Problem
Recast these lines as a Markdown table with two columns, Row and Line, numbering each line in the Row column. Leave out any blank lines.

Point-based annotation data
• • • • • • •

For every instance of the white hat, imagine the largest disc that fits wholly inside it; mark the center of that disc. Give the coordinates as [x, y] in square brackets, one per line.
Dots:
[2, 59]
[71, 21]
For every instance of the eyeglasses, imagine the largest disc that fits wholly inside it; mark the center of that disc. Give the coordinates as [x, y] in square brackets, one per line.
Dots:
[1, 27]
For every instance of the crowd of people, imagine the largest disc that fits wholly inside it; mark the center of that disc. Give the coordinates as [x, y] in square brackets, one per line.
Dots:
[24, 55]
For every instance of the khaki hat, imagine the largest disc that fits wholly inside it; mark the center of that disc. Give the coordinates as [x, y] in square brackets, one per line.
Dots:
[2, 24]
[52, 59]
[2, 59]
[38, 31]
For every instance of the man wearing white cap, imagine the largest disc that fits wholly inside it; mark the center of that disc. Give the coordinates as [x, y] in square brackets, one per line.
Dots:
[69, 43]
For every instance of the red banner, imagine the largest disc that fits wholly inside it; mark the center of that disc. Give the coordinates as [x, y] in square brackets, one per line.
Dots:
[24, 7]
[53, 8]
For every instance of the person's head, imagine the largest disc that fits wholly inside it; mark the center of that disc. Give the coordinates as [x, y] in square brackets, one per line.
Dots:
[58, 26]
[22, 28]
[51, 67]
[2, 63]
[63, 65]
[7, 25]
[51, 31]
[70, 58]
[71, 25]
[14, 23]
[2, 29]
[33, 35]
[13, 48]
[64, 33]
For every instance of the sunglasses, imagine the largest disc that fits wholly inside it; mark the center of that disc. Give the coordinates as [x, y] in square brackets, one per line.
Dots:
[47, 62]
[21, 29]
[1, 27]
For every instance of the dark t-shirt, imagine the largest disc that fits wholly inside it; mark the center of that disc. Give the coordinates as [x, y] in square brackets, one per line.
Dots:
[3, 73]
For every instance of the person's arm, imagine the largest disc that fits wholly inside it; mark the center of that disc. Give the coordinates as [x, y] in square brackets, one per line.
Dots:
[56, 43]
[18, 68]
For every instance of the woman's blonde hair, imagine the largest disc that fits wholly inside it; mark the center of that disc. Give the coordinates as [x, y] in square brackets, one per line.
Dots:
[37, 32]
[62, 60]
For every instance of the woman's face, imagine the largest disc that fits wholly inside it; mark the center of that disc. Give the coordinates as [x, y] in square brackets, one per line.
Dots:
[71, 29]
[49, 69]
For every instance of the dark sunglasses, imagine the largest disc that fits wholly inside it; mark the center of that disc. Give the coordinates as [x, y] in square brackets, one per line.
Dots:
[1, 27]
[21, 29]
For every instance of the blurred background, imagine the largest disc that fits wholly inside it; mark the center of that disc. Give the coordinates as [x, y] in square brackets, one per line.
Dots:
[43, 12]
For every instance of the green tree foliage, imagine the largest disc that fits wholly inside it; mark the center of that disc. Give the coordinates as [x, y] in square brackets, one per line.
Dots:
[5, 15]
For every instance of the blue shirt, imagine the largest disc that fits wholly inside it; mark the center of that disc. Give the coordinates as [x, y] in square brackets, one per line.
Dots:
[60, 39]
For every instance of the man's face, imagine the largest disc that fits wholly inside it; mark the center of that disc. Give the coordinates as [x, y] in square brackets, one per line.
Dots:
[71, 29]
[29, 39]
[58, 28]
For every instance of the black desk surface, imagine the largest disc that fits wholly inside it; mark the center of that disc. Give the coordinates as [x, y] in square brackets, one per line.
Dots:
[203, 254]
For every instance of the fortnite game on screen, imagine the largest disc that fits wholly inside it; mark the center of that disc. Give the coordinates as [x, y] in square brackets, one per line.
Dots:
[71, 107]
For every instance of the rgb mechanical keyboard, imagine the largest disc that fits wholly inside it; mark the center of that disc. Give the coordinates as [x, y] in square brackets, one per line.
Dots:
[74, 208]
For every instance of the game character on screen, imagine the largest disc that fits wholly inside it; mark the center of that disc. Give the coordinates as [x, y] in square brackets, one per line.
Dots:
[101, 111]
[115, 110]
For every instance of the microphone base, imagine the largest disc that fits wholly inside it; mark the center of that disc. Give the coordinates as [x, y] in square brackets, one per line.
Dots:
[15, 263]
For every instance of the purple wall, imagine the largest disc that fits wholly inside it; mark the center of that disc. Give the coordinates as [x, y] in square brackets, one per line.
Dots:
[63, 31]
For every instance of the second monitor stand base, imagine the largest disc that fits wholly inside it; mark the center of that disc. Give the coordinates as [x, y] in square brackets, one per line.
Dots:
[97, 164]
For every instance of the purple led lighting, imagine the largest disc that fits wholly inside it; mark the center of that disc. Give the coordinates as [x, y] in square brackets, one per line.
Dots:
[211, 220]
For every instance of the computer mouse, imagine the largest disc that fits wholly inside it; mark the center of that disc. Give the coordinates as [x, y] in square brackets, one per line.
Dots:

• • • • • • •

Response to the task
| Row | Line |
|---|---|
| 1 | For every instance of the white hat, imagine the largest disc that fits wholly inside it; mark the center of that disc. Give the coordinates as [x, y] in square brackets, one per line. |
| 2 | Dots: |
| 3 | [2, 59] |
| 4 | [71, 21] |
| 5 | For every instance of the eyeglasses, imagine the largest disc that fits wholly inside it; mark the center of that disc. Give the coordinates as [x, y] in square brackets, one per line. |
| 6 | Dots: |
| 7 | [1, 27] |
| 8 | For every instance of the crowd of people, imagine the largest disc that fits wholly inside it; mark the center of that disc. Give the coordinates as [x, y] in square brackets, one per line. |
| 9 | Dots: |
| 10 | [24, 55] |
| 11 | For every instance of the khaki hat, imagine the largest disc that fits wholly inside it; mark the center of that disc. Give the coordinates as [x, y] in square brackets, one per line. |
| 12 | Dots: |
| 13 | [2, 24] |
| 14 | [52, 59] |
| 15 | [2, 59] |
| 16 | [38, 31] |
| 17 | For every instance of the man wearing white cap, imagine the largest disc that fits wholly inside it; mark the center of that disc. Give the coordinates as [x, y] in square brackets, one per line. |
| 18 | Dots: |
| 19 | [69, 43] |
| 20 | For every instance of the red banner, imagine the largest disc that fits wholly inside it; mark the center of that disc. Give the coordinates as [x, y] in square brackets, one per line. |
| 21 | Dots: |
| 22 | [24, 7] |
| 23 | [53, 8] |
| 24 | For every instance of the person's head, imagine the largest disc that fits wholly inside it; mark the center of that disc. Give the coordinates as [x, y] in square brackets, one per line. |
| 25 | Dots: |
| 26 | [58, 26] |
| 27 | [22, 28] |
| 28 | [51, 67] |
| 29 | [2, 63] |
| 30 | [63, 65] |
| 31 | [7, 25] |
| 32 | [51, 31] |
| 33 | [70, 58] |
| 34 | [71, 25] |
| 35 | [14, 23] |
| 36 | [2, 29] |
| 37 | [33, 35] |
| 38 | [13, 48] |
| 39 | [64, 33] |
| 40 | For every instance of the sunglasses, imagine the largest disc that fits wholly inside it; mark the center of that disc. Give the coordinates as [x, y] in square brackets, one per line. |
| 41 | Dots: |
| 42 | [47, 62] |
| 43 | [21, 29] |
| 44 | [1, 27] |
| 45 | For every instance of the dark t-shirt, imagine the largest disc that fits wholly inside it; mark the center of that disc. Give the coordinates as [x, y] in square brackets, one per line. |
| 46 | Dots: |
| 47 | [3, 73] |
| 48 | For every instance of the person's arm, imagine the largest disc that fits wholly inside it; mark the center of that disc. Give the coordinates as [x, y] in square brackets, one per line. |
| 49 | Dots: |
| 50 | [56, 43] |
| 51 | [18, 68] |
| 52 | For every instance of the woman's blonde hair, imagine the largest disc that fits wholly inside it; mark the center of that disc. Give the coordinates as [x, y] in square brackets, one per line. |
| 53 | Dots: |
| 54 | [37, 32] |
| 55 | [62, 60] |
| 56 | For every instance of the woman's face, imagine the largest disc that fits wholly inside it; mark the center of that disc. Give the coordinates as [x, y] in square brackets, one per line. |
| 57 | Dots: |
| 58 | [71, 29] |
| 59 | [49, 69] |
| 60 | For every instance of the dark sunglasses, imagine the largest disc that fits wholly inside it; mark the center of that disc. Give the coordinates as [x, y] in square brackets, one per line. |
| 61 | Dots: |
| 62 | [1, 27] |
| 63 | [21, 29] |
| 64 | For every instance of the blurred background, imagine the largest disc that fits wholly inside it; mark the center of that disc. Give the coordinates as [x, y] in square brackets, one per line. |
| 65 | Dots: |
| 66 | [43, 12] |
| 67 | For every instance of the green tree foliage, imagine the largest disc that fits wholly inside it; mark the center of that disc. Give the coordinates as [x, y] in square brackets, one per line. |
| 68 | Dots: |
| 69 | [5, 15] |
| 70 | For every instance of the blue shirt, imagine the largest disc that fits wholly inside it; mark the center of that disc. Give the coordinates as [x, y] in square brackets, one per line. |
| 71 | Dots: |
| 72 | [60, 39] |
| 73 | For every instance of the man's face, imagine the largest disc that fits wholly inside it; mark the center of that disc. Give the coordinates as [x, y] in square brackets, one per line. |
| 74 | Dots: |
| 75 | [71, 29] |
| 76 | [29, 39] |
| 77 | [58, 28] |
| 78 | For every instance of the black desk surface, imagine the largest disc that fits wholly inside it; mark the center of that disc. Give the coordinates as [x, y] in square brackets, one per line. |
| 79 | Dots: |
| 80 | [203, 254] |
| 81 | For every instance of the fortnite game on screen, imagine the largest disc that fits wholly inside it; mark the center of that disc. Give the coordinates as [x, y] in square brackets, one per line. |
| 82 | Dots: |
| 83 | [71, 107] |
| 84 | For every instance of the rgb mechanical keyboard, imagine the largest disc that fits wholly inside it; mark the center of that disc. Give the coordinates as [x, y] in square brackets, one per line. |
| 85 | Dots: |
| 86 | [74, 208] |
| 87 | For every instance of the game character on screen, imagine the largest disc that fits wholly inside it; mark the center of that disc. Give the coordinates as [x, y] in square brackets, one per line. |
| 88 | Dots: |
| 89 | [101, 111] |
| 90 | [115, 110] |
| 91 | For every instance of the microphone base, imagine the largest disc that fits wholly inside it; mark the center of that disc. Give the coordinates as [x, y] in square brackets, one per line. |
| 92 | Dots: |
| 93 | [15, 263] |
| 94 | For every instance of the purple wall, imagine the largest disc that fits wholly inside it; mark the center of that disc. Give the coordinates as [x, y] in square brackets, one per line. |
| 95 | Dots: |
| 96 | [63, 31] |
| 97 | For every instance of the second monitor stand base, imagine the largest disc that fits wholly inside it; mark the center of that disc. Give the coordinates as [x, y] in square brackets, one per line. |
| 98 | Dots: |
| 99 | [97, 164] |
| 100 | For every instance of the purple led lighting, imagine the largest disc that fits wholly inside it; mark the center of that disc. Give the coordinates as [x, y] in square brackets, one per line. |
| 101 | Dots: |
| 102 | [211, 220] |
| 103 | For every instance of the computer mouse, imagine the largest disc that fits wholly inside it; mark the center of that disc. Give the coordinates as [x, y] in square brackets, one per line. |
| 104 | Dots: |